■ Opdracht 1 ■
Kun je het deel van de beoordelingstekst vanaf "9. Eerst zal" tot en met "heeft op loon." opnieuw geven, waarbij je "hoofdzaak" vervangt door "bodemprocedure"?
■ Opdracht 2 ■
Welke partijen en rechterlijke functionarissen worden in de beoordelingstekst genoemd?

■ Aangeleverde tekst ■
..............................
Beoordeling
8. Werkgever heeft ter zitting bezwaar gemaakt tegen de door [eiser] voorafgaand aan de zitting ingediende conclusie van dupliek in conventie. Naar de kantonrechter begrijpt doelt werkgever op het op 25 mei 2022 ingediende stuk aangeduid als “conclusie van repliek en conclusie van antwoord in reconventie” met productie. Nu [eiser] dit stuk tijdig heeft ingediend en werkgever daarop ter zitting heeft kunnen reageren, wordt dit bezwaar verworpen.
9. Eerst zal de vordering in de hoofdzaak worden behandeld en vervolgens de gevorderde voorlopige voorziening. Vanwege de samenhang tussen de conventie en de reconventie, worden deze gelijktijdig behandeld.
10. In dit geschil heeft [eiser] doorbetaling van loon gevorderd over de periode na de non-actiefstelling op 1 februari 2021 tot het moment dat werkgever hem weer tewerkstelt. Dit tijdvak wordt onderverdeeld in twee perioden: enerzijds de periode vanaf de non-actiefstelling op 1 februari 2022 tot de ontbinding van de arbeidsovereenkomst op 1 januari 2022 en anderzijds de periode daarna. Bij de beoordeling zal voor elk van deze perioden apart worden beoordeeld of [eiser] recht heeft op loon.
..............................
■ Aangeleverd materiaal ■

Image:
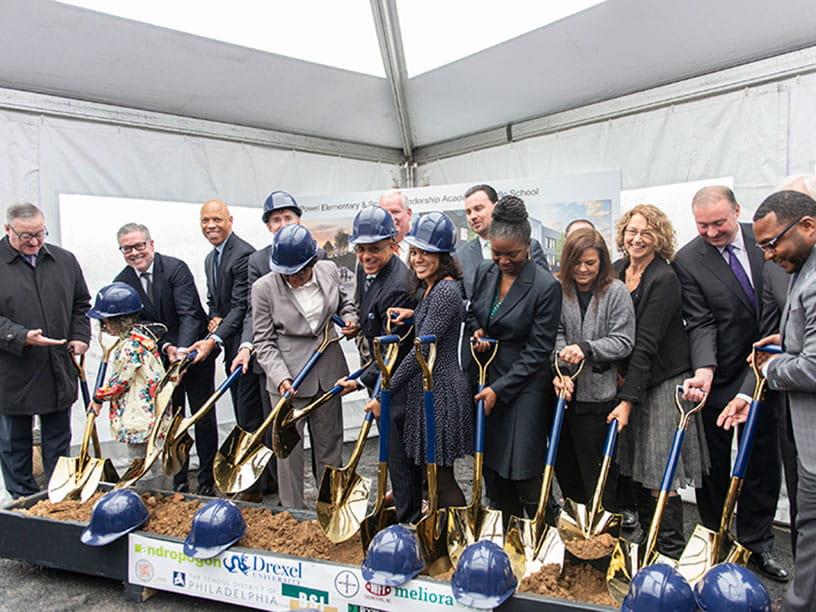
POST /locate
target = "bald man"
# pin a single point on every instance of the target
(227, 296)
(395, 202)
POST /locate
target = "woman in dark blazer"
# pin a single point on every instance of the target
(659, 362)
(519, 304)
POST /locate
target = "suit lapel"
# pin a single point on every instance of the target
(520, 288)
(712, 259)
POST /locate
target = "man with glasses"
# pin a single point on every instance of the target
(43, 301)
(167, 290)
(721, 275)
(785, 226)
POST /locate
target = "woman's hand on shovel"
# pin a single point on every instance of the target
(373, 405)
(489, 396)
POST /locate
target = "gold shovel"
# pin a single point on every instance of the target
(178, 442)
(580, 522)
(530, 543)
(165, 413)
(705, 547)
(243, 456)
(469, 524)
(80, 476)
(629, 557)
(431, 528)
(381, 516)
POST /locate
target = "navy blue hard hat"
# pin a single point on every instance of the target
(217, 525)
(733, 588)
(372, 224)
(432, 232)
(292, 249)
(116, 513)
(658, 588)
(393, 557)
(484, 576)
(278, 200)
(115, 300)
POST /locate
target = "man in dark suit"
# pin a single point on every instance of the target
(43, 301)
(227, 297)
(721, 274)
(479, 203)
(167, 290)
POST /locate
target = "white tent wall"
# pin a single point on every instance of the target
(42, 156)
(758, 135)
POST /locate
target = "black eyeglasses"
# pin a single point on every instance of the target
(139, 246)
(770, 245)
(28, 236)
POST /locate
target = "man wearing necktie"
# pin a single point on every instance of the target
(479, 203)
(227, 298)
(43, 301)
(167, 290)
(721, 275)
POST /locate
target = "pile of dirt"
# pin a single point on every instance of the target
(170, 515)
(577, 583)
(283, 533)
(66, 510)
(595, 548)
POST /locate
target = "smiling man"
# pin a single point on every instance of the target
(479, 203)
(167, 290)
(43, 301)
(721, 276)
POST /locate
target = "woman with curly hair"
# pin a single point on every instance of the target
(519, 304)
(659, 362)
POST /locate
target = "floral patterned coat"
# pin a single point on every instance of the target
(131, 388)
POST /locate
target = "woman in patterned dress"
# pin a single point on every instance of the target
(439, 312)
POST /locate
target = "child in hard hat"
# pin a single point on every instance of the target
(136, 370)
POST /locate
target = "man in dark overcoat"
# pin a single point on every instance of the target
(43, 301)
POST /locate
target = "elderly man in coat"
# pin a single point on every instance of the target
(43, 301)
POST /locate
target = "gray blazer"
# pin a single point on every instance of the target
(283, 339)
(795, 370)
(469, 256)
(607, 331)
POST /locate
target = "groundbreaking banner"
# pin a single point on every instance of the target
(268, 582)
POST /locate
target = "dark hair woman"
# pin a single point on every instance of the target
(597, 327)
(519, 304)
(439, 312)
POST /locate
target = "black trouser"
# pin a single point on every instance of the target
(790, 462)
(16, 443)
(580, 453)
(197, 386)
(763, 478)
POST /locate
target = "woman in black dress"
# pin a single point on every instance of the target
(439, 312)
(519, 304)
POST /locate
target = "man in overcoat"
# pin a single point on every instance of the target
(43, 301)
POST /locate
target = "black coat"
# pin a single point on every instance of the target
(230, 298)
(720, 321)
(52, 297)
(174, 302)
(390, 289)
(525, 326)
(661, 346)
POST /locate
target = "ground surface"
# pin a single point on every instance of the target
(27, 587)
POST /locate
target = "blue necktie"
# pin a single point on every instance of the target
(742, 277)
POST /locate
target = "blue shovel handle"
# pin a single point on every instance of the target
(611, 438)
(555, 431)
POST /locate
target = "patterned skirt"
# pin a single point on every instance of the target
(643, 447)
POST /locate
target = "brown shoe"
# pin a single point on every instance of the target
(255, 497)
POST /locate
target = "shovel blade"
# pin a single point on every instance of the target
(239, 463)
(431, 533)
(66, 479)
(699, 555)
(623, 566)
(342, 503)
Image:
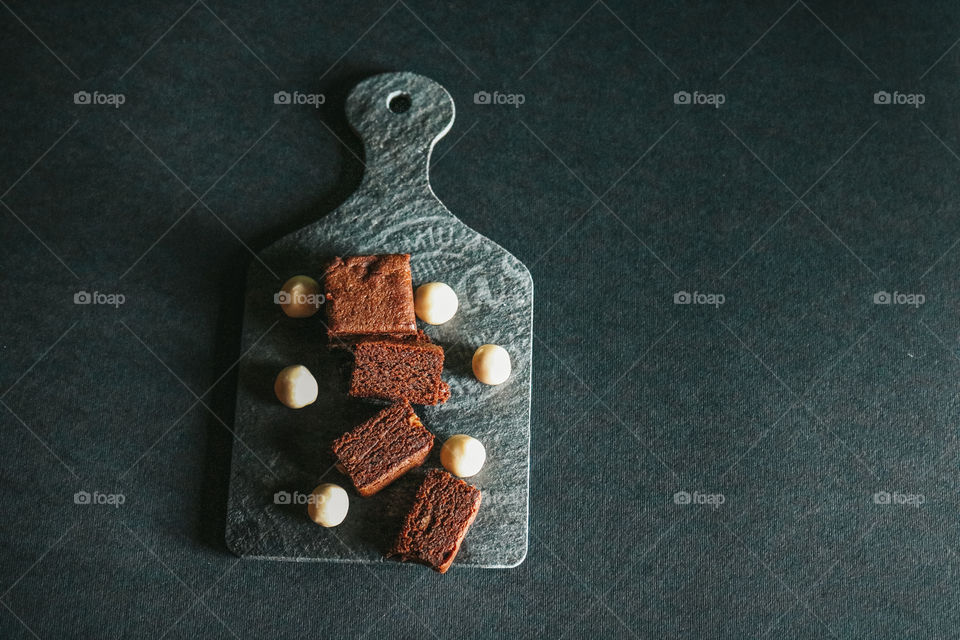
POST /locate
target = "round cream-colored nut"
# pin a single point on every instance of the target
(300, 297)
(328, 505)
(296, 387)
(463, 456)
(435, 302)
(491, 364)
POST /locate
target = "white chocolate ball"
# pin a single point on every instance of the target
(435, 302)
(463, 456)
(491, 364)
(300, 297)
(296, 387)
(328, 505)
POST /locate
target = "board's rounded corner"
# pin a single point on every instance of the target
(513, 564)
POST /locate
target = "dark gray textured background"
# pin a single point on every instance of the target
(797, 400)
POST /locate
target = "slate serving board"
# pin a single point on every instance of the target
(281, 454)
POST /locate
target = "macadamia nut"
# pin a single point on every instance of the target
(435, 302)
(463, 456)
(491, 364)
(328, 505)
(296, 387)
(300, 297)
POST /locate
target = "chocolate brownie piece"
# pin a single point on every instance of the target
(397, 369)
(370, 295)
(442, 513)
(383, 448)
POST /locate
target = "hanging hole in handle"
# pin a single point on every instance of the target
(399, 102)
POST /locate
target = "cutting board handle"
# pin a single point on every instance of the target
(399, 117)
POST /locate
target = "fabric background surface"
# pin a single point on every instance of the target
(782, 464)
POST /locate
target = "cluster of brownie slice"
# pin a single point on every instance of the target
(369, 301)
(370, 309)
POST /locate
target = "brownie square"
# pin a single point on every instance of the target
(442, 512)
(383, 448)
(370, 295)
(398, 370)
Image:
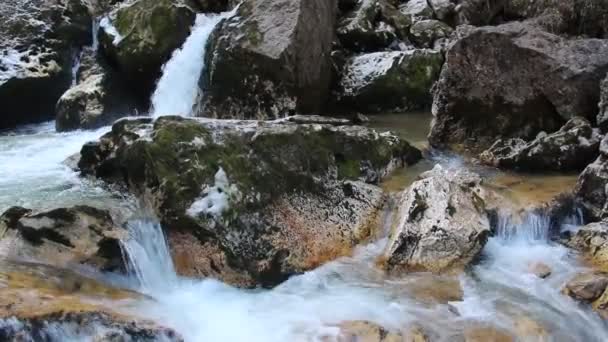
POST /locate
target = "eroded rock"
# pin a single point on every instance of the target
(573, 147)
(546, 81)
(398, 80)
(275, 198)
(270, 60)
(62, 237)
(441, 223)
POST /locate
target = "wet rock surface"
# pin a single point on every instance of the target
(38, 40)
(270, 60)
(62, 237)
(546, 81)
(442, 223)
(571, 148)
(140, 36)
(276, 197)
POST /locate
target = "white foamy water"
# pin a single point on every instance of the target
(500, 291)
(33, 172)
(177, 89)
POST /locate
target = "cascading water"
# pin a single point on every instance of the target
(177, 90)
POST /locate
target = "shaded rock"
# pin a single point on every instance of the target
(545, 81)
(540, 270)
(592, 241)
(417, 10)
(573, 147)
(66, 236)
(270, 60)
(444, 9)
(140, 36)
(100, 97)
(441, 222)
(425, 32)
(389, 80)
(602, 117)
(275, 198)
(38, 40)
(586, 287)
(591, 187)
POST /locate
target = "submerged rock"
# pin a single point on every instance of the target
(441, 224)
(62, 237)
(38, 40)
(573, 147)
(100, 97)
(384, 81)
(140, 36)
(270, 60)
(545, 81)
(268, 198)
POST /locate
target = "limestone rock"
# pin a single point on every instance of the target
(398, 80)
(140, 36)
(573, 147)
(547, 80)
(100, 97)
(270, 60)
(38, 39)
(441, 223)
(62, 237)
(274, 197)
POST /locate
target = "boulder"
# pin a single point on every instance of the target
(425, 33)
(591, 187)
(99, 97)
(441, 223)
(381, 81)
(514, 81)
(140, 36)
(38, 40)
(271, 59)
(266, 199)
(62, 237)
(571, 148)
(602, 117)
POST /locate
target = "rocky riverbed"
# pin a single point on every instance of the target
(320, 170)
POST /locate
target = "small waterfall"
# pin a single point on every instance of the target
(147, 256)
(177, 89)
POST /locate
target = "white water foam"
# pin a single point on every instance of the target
(177, 90)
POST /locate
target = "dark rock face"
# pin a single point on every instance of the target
(397, 80)
(271, 59)
(514, 81)
(63, 237)
(602, 116)
(140, 37)
(441, 224)
(100, 97)
(591, 190)
(571, 148)
(267, 199)
(38, 40)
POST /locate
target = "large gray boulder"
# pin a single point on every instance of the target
(63, 237)
(38, 41)
(571, 148)
(381, 81)
(140, 36)
(514, 81)
(271, 59)
(252, 202)
(100, 96)
(441, 223)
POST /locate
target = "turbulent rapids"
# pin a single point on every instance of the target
(218, 208)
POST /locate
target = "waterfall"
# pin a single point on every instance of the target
(177, 89)
(147, 256)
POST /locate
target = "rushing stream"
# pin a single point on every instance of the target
(499, 291)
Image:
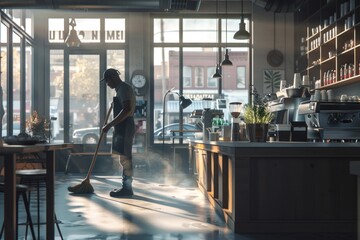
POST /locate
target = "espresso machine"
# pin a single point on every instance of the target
(335, 121)
(235, 109)
(206, 115)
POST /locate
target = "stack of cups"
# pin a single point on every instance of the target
(330, 95)
(306, 80)
(282, 84)
(317, 95)
(297, 80)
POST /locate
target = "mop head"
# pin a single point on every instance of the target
(82, 188)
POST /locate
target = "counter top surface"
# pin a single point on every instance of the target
(276, 144)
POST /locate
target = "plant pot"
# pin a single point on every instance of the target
(257, 132)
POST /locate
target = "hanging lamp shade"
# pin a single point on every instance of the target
(72, 39)
(217, 72)
(226, 61)
(242, 33)
(185, 102)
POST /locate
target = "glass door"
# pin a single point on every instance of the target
(84, 85)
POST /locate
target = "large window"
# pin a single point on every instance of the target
(16, 71)
(76, 100)
(186, 52)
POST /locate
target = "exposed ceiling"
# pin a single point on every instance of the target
(144, 5)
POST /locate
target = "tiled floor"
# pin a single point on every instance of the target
(165, 207)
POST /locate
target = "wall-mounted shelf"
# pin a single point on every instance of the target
(332, 38)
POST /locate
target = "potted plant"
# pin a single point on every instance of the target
(257, 117)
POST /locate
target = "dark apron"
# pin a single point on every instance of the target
(124, 132)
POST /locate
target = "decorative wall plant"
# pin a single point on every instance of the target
(272, 80)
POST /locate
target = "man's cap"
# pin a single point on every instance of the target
(110, 73)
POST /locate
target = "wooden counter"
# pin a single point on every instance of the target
(279, 186)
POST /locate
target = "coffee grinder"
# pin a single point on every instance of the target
(235, 109)
(206, 118)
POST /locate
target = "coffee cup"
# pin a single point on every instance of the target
(330, 95)
(317, 95)
(323, 94)
(297, 80)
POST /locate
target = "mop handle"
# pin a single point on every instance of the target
(98, 144)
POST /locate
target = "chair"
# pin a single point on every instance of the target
(31, 176)
(21, 190)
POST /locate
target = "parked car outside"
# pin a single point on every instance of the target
(91, 135)
(16, 129)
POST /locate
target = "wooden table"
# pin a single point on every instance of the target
(10, 155)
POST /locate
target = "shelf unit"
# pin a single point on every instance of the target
(331, 29)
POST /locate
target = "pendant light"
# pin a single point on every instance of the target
(72, 39)
(242, 34)
(217, 71)
(226, 61)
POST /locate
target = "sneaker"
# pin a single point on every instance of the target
(122, 192)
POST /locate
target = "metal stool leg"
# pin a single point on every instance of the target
(29, 220)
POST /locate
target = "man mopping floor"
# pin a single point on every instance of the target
(124, 131)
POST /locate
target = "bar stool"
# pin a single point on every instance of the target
..............................
■ Juist antwoord 1 ■
9. Eerst zal de vordering in de bodemprocedure worden behandeld en vervolgens de gevorderde voorlopige voorziening. Vanwege de samenhang tussen de conventie en de reconventie, worden deze gelijktijdig behandeld.
10. In dit geschil heeft [eiser] doorbetaling van loon gevorderd over de periode na de non-actiefstelling op 1 februari 2021 tot het moment dat werkgever hem weer tewerkstelt. Dit tijdvak wordt onderverdeeld in twee perioden: enerzijds de periode vanaf de non-actiefstelling op 1 februari 2022 tot de ontbinding van de arbeidsovereenkomst op 1 januari 2022 en anderzijds de periode daarna. Bij de beoordeling zal voor elk van deze perioden apart worden beoordeeld of [eiser] recht heeft op loon.

■ Juist antwoord 2 ■
werkgever, [eiser], de kantonrechter